**Input**
________________________________________
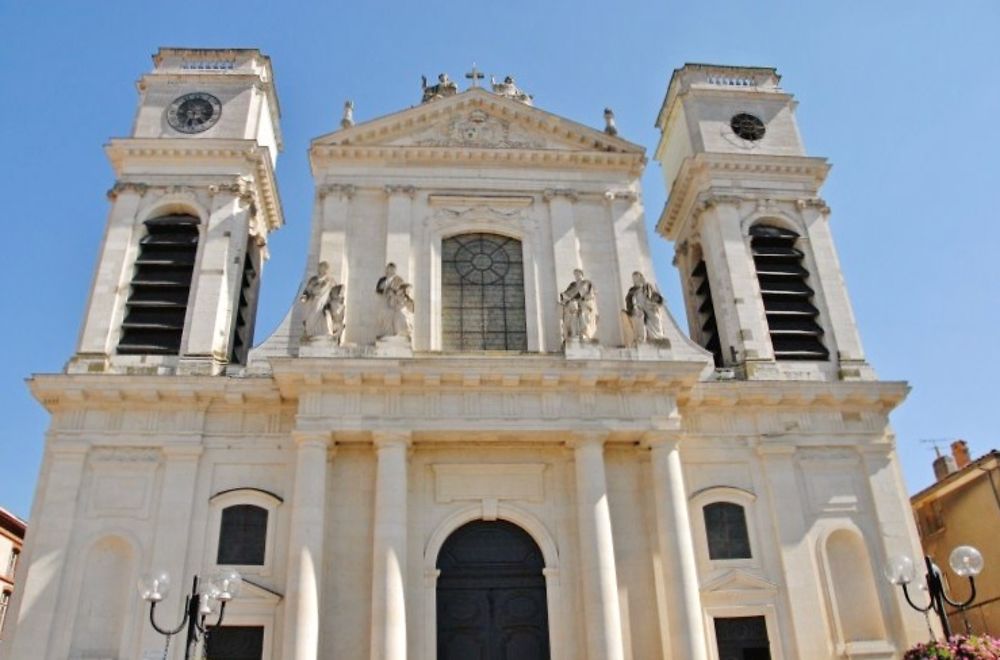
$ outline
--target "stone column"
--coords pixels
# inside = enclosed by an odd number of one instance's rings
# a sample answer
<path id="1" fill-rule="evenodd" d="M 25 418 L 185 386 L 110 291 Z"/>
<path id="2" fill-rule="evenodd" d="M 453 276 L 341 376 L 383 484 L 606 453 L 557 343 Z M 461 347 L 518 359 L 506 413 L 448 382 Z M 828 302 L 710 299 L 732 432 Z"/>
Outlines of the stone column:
________________________________________
One number only, please: the count of lines in the data that hold the word "path".

2